■ Data for processing
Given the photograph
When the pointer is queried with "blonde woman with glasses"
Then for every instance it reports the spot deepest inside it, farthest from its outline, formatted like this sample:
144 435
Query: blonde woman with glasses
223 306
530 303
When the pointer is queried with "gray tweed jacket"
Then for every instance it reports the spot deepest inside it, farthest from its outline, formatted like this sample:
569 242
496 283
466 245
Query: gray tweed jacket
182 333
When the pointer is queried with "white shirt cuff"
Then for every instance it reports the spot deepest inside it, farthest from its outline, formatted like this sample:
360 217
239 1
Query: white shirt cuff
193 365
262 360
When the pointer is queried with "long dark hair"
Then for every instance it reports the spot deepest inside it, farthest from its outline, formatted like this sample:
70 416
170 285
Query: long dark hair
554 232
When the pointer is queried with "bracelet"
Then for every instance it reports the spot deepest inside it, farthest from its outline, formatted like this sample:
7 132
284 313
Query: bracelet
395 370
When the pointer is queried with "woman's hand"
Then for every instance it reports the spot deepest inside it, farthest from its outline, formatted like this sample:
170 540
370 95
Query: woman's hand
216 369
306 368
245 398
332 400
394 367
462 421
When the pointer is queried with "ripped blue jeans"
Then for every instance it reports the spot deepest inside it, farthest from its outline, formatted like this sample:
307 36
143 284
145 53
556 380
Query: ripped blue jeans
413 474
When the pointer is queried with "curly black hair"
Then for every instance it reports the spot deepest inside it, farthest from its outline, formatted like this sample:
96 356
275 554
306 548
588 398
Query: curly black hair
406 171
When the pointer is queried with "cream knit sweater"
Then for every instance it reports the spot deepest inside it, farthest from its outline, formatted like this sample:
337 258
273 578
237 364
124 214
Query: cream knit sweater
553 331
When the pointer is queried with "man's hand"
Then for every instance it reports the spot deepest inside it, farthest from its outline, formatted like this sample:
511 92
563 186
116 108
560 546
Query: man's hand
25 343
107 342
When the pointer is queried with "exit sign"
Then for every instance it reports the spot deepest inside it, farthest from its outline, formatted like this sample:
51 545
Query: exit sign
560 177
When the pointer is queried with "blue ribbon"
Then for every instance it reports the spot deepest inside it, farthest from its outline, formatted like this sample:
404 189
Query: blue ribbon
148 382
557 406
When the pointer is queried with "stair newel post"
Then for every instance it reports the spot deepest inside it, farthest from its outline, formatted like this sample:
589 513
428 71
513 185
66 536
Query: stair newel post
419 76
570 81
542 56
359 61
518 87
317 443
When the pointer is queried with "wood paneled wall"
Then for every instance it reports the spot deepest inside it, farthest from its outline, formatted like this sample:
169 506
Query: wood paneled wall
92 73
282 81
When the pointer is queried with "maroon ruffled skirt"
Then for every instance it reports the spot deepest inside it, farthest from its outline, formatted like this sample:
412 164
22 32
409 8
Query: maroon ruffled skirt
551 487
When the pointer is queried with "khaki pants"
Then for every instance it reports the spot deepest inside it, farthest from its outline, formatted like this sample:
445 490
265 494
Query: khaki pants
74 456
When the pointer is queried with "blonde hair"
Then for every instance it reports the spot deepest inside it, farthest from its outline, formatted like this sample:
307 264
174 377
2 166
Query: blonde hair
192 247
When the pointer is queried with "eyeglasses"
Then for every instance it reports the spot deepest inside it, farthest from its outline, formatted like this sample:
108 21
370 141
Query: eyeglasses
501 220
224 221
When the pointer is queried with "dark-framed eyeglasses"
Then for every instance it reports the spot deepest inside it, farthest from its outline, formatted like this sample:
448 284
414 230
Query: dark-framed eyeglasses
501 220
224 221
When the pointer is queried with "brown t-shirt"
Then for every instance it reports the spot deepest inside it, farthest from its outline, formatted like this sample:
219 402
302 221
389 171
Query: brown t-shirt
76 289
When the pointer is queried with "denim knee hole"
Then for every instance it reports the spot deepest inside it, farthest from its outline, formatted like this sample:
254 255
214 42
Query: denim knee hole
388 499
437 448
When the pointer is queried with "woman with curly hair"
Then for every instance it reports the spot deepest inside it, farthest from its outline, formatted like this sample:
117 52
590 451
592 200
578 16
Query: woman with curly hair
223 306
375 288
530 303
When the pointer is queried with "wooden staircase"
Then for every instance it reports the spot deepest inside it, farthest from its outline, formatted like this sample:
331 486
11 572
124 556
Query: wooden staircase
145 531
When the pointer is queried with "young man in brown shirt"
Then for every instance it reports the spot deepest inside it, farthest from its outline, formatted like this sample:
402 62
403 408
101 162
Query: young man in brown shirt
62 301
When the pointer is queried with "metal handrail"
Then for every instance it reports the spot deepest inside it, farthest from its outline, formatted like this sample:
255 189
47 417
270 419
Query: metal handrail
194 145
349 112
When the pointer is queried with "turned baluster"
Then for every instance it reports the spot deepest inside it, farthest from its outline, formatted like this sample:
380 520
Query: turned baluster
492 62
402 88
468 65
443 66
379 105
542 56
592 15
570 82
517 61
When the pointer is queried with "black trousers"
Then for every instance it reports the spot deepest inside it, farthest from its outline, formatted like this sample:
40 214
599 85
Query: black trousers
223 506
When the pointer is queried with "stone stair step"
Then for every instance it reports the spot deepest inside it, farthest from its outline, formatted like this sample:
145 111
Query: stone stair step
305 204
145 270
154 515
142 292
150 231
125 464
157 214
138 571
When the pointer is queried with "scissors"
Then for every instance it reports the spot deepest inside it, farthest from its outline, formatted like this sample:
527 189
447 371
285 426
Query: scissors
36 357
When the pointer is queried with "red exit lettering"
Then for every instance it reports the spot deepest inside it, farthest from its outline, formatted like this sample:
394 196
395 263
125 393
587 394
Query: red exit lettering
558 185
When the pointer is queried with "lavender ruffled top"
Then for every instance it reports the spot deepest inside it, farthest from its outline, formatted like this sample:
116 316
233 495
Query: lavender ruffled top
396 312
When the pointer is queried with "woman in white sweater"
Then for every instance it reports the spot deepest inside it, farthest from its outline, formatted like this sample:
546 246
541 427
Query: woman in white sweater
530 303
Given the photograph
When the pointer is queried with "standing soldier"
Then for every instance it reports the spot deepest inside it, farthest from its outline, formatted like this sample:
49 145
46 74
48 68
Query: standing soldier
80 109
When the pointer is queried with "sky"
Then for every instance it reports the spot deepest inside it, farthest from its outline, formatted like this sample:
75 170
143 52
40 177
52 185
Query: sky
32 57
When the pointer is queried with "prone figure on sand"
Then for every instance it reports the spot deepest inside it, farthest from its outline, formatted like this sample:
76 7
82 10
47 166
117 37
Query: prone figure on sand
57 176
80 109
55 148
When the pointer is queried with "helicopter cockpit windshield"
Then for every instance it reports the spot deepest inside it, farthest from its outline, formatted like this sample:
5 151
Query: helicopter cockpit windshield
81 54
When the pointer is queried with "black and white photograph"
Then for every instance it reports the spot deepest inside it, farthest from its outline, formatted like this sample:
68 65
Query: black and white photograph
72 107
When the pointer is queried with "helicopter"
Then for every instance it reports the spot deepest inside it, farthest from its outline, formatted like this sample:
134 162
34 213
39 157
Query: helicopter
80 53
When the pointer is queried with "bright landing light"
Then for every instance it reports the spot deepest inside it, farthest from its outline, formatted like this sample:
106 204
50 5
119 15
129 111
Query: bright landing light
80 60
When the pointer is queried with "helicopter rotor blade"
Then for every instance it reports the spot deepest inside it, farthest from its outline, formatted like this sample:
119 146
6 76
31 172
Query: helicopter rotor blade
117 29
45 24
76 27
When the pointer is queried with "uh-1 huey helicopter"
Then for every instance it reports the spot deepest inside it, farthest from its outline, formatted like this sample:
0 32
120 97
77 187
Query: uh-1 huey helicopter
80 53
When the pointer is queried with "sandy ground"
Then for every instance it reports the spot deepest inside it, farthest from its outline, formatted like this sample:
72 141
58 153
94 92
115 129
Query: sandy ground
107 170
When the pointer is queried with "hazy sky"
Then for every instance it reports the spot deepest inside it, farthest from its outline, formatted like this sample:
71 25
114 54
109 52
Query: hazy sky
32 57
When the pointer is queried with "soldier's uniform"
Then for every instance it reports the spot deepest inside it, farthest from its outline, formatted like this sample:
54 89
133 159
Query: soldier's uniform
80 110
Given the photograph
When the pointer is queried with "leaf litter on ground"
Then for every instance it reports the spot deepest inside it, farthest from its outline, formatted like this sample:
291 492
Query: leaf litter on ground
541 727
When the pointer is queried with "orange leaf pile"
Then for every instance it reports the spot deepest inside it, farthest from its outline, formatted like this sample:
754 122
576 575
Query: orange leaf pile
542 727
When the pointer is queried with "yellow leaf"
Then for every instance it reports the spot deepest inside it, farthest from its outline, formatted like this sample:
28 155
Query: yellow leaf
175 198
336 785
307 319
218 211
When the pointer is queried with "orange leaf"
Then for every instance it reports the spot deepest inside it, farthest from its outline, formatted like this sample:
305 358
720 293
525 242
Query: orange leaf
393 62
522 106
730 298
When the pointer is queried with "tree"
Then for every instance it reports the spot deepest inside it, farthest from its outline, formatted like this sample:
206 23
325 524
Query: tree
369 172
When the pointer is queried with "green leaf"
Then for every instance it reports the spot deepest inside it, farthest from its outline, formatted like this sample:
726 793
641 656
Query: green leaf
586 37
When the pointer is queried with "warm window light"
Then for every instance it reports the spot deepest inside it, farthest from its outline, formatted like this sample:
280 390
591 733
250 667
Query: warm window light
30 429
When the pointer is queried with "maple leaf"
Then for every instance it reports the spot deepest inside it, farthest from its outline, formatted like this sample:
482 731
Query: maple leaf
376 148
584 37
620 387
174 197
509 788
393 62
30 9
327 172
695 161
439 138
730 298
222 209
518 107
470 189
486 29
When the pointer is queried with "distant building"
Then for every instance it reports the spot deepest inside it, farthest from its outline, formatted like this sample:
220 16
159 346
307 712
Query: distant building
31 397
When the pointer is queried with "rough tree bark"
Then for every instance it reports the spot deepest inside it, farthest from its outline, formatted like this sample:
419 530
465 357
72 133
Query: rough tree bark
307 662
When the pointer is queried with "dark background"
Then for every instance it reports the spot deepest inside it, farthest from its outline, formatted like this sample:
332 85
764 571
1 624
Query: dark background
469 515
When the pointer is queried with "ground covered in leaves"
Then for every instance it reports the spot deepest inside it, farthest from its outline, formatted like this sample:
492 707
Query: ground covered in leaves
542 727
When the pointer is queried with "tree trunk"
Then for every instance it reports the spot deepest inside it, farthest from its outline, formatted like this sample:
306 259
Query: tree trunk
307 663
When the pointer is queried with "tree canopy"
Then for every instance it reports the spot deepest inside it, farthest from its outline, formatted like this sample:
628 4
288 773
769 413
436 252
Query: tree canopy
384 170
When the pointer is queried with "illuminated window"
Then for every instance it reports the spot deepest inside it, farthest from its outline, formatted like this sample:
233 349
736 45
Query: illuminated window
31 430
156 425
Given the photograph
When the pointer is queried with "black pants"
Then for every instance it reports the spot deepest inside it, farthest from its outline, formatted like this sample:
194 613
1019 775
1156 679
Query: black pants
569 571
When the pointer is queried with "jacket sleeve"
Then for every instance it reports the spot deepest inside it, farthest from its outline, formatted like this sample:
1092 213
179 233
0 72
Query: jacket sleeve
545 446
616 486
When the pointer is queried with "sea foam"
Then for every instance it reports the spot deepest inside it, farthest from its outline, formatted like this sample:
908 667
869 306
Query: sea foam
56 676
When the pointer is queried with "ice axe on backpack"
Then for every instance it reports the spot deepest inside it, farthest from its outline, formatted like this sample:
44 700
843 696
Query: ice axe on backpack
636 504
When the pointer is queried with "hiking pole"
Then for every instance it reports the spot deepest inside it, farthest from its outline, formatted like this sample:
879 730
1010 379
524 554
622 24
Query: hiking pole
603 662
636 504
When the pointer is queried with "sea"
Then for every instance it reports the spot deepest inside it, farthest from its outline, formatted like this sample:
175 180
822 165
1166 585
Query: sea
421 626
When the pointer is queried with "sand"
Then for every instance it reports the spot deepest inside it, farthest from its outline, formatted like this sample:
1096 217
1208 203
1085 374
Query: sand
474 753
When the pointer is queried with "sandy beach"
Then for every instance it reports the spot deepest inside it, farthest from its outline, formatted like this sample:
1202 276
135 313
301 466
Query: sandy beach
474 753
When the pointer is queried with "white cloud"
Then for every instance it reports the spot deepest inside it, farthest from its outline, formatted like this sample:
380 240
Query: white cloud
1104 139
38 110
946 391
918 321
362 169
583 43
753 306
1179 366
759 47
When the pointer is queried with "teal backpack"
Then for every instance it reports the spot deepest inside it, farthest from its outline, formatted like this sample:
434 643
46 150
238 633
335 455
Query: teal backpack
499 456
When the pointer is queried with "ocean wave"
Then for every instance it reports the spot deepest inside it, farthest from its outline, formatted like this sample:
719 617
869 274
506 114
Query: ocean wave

■ Task to complete
Look through the listing above. Pick out each line with "ocean" and copy it.

■ Reply
When the pointer is queried with "ocean wave"
Query: ocean wave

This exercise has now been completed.